Supplied records ::
=====

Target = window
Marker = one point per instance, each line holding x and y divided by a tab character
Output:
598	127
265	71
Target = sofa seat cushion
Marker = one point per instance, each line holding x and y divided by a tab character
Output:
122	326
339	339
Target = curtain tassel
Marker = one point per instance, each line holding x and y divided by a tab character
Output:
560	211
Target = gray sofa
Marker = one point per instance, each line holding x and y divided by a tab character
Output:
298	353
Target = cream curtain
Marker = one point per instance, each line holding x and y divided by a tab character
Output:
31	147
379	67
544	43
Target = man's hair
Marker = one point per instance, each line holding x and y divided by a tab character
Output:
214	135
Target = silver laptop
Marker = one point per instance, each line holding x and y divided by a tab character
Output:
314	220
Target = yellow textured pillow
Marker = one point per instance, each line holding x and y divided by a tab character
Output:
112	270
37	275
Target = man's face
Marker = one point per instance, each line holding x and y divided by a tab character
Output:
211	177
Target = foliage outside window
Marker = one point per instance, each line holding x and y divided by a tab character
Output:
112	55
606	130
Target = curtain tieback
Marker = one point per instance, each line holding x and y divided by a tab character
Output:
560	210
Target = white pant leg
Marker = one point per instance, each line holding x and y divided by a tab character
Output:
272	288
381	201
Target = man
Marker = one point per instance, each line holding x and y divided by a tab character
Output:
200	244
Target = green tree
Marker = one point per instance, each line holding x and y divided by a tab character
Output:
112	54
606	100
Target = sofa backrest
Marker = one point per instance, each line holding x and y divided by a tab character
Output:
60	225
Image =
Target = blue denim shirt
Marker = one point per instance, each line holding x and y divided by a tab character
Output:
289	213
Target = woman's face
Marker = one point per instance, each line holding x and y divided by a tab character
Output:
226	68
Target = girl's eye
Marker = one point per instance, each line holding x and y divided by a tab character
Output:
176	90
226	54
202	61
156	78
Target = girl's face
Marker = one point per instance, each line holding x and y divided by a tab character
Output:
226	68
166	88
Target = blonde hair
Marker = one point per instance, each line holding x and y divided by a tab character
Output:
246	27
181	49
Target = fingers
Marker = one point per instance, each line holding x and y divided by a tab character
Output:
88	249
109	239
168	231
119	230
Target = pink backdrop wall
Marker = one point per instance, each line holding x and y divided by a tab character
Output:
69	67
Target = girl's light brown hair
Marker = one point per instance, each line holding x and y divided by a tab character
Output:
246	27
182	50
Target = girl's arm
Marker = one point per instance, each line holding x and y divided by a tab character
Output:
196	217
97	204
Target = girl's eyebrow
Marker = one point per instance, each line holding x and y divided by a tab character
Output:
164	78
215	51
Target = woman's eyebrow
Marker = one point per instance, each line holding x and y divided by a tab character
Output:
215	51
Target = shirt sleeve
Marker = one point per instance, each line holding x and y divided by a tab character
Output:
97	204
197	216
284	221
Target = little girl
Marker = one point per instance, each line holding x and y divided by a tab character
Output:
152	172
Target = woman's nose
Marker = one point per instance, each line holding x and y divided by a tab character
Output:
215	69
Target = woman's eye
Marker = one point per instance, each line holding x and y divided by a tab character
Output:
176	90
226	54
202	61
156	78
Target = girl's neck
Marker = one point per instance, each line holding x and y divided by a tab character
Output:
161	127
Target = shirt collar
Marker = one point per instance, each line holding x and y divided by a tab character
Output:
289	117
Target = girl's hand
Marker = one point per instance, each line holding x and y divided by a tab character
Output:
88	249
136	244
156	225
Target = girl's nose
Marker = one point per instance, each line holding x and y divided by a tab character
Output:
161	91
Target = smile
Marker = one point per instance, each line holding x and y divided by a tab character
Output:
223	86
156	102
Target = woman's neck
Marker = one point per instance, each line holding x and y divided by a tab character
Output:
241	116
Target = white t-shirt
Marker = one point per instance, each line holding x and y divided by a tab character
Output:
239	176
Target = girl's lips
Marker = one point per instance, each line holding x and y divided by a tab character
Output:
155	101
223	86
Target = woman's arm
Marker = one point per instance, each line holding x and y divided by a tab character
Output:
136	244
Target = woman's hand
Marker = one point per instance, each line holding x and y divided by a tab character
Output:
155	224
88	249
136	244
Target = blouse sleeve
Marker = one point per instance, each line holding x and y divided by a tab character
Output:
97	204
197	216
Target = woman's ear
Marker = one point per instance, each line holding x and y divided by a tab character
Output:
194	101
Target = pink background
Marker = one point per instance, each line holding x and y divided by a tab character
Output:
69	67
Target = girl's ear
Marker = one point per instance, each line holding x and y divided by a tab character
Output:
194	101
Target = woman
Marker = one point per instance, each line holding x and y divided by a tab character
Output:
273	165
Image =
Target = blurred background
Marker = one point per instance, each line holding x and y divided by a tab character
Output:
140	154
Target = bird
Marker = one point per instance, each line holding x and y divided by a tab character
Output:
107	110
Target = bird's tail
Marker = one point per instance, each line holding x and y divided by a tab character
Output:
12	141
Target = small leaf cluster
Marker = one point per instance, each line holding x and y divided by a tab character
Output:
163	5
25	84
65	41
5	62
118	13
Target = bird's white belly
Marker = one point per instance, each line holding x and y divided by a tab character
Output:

=====

Only one part of the material above is to be transcribed, namely the lines starting with the line that has "Target = woman's arm" and going on through the line that has "Target = woman's ear", exactly as they stand.

Completed exercise ::
Target = woman's arm
Marker = one point per instance, each line holding x and y divided by a tab character
Output:
136	244
Target = woman's hand
Marker = one point per instance, each line holding x and y divided by a tab character
Output:
155	224
88	249
136	244
Target = blouse sleeve
Marker = one point per instance, each line holding x and y divided by a tab character
Output:
97	204
197	216
Target = woman's ear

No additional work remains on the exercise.